Two Human Rights Clinic students, Geoffrey Louden and Lauren Geraghty, recently traveled to Haiti to conduct field research on conditions facing Haitians who have been deported from the United States. The students traveled under the supervision of HRC Practitioner-in-Residence Kelleen Corrigan and Immigration Clinic Practitioner-in-Residence, Romy Lerner.
The fact-finding trip was part of an ongoing collaboration between the Human Rights and Immigration Clinics and other partners. The four-year old joint project has focused on documentation and advocacy with U.S. officials to stop the deportations to post-earthquake Haiti. The clinics published a report in February 2015 to allow the issue to reach a wider audience.
The students spent several days in Port-au-Prince where they conducted interviews with deportees, met with Haitian officials and civil society representatives, gathered documentation, and witnessed firsthand the situation facing criminal deportees upon return to Haiti – including for those individuals confined in mental health facilities.
The trip took place after the students had already spent months conducting desk research from the U.S. “Laws, regulations, and policies of governments can seem abstract,” said Louden, a third-year student. “Traveling to Haiti with the Human Rights Clinic made concrete the impact the law can have on the world, and how it can be used to benefit those not in positions of power or influence.”
The field research allowed the students to investigate the issues more fully and listen to various voices and sources, including the stories of the deportees themselves. “The trip to Haiti was extremely rewarding and enlightening,” said Geraghty, a second-year student. “In particular, the actual experience of talking with someone and hearing them express such hardship and sadness gave our advocacy work a personal context and solidified my sense of conviction for these issues.”
************
→ **QUESTIONS TO ANSWER**:
• a. According to the article on the Haiti trip, in what month and year did the clinics publish a report?
• b. Rewrite the part of the article on the Haiti trip that opens with the words containing "The fact-finding trip" and closes with "mental health facilities.", substituting "the Haitian capital" for "Port-au-Prince".
• c. Translate this sentence from the article on the Haiti trip into Spanish: "The fact-finding trip was part of an ongoing collaboration between the Human Rights and Immigration Clinics and other partners."
The listing that follows is separate material and is unrelated to the article on the Haiti trip.

→ **DATA EXTRACT**:
************
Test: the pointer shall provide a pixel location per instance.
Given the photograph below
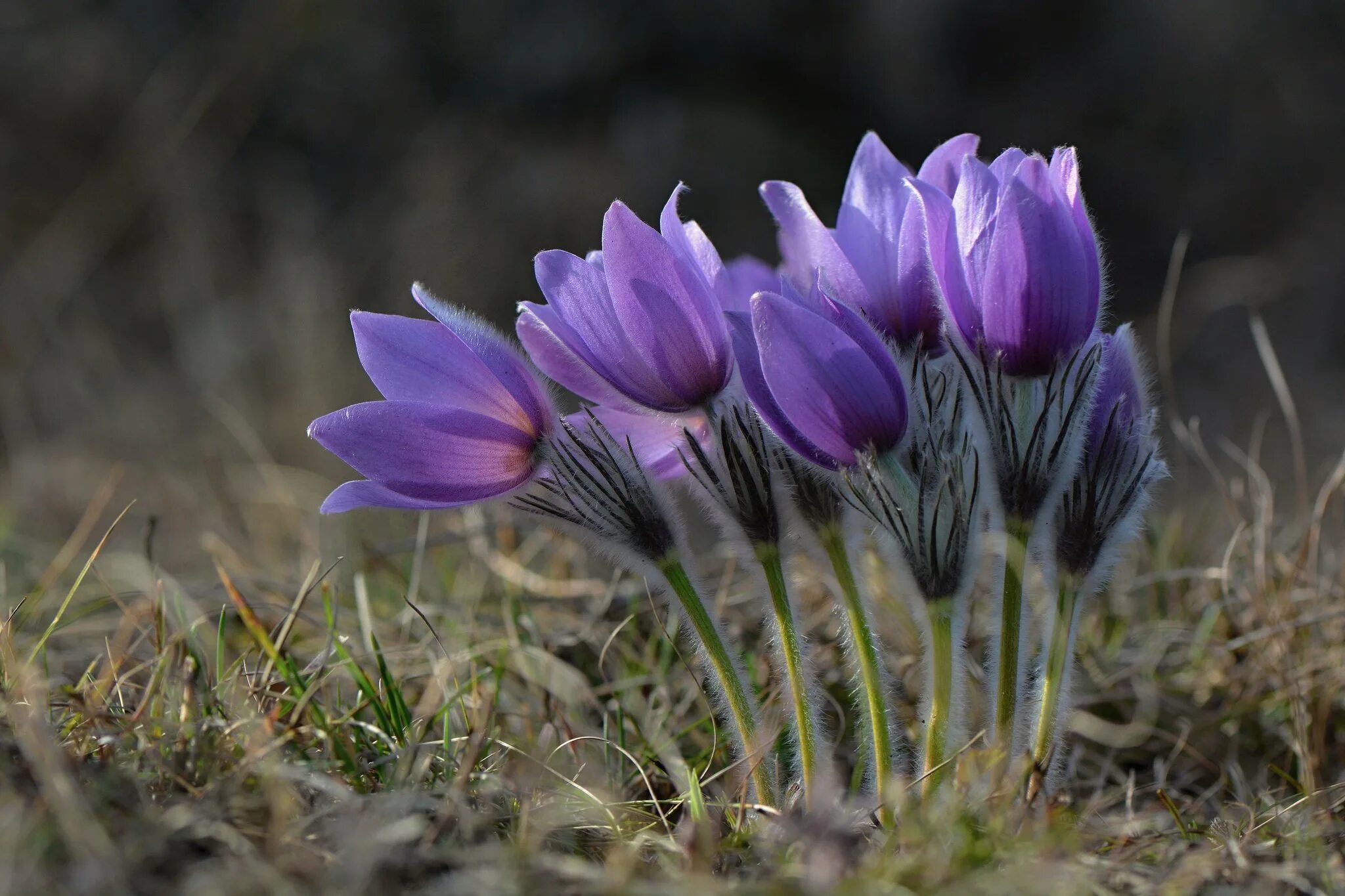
************
→ **SOLUTIONS**:
• a. February 2015

• b.
The fact-finding trip was part of an ongoing collaboration between the Human Rights and Immigration Clinics and other partners. The four-year old joint project has focused on documentation and advocacy with U.S. officials to stop the deportations to post-earthquake Haiti. The clinics published a report in February 2015 to allow the issue to reach a wider audience.
The students spent several days in the Haitian capital where they conducted interviews with deportees, met with Haitian officials and civil society representatives, gathered documentation, and witnessed firsthand the situation facing criminal deportees upon return to Haiti – including for those individuals confined in mental health facilities.

• c. El viaje de investigación formó parte de una colaboración continua entre las Clínicas de Derechos Humanos y de Inmigración y otros socios.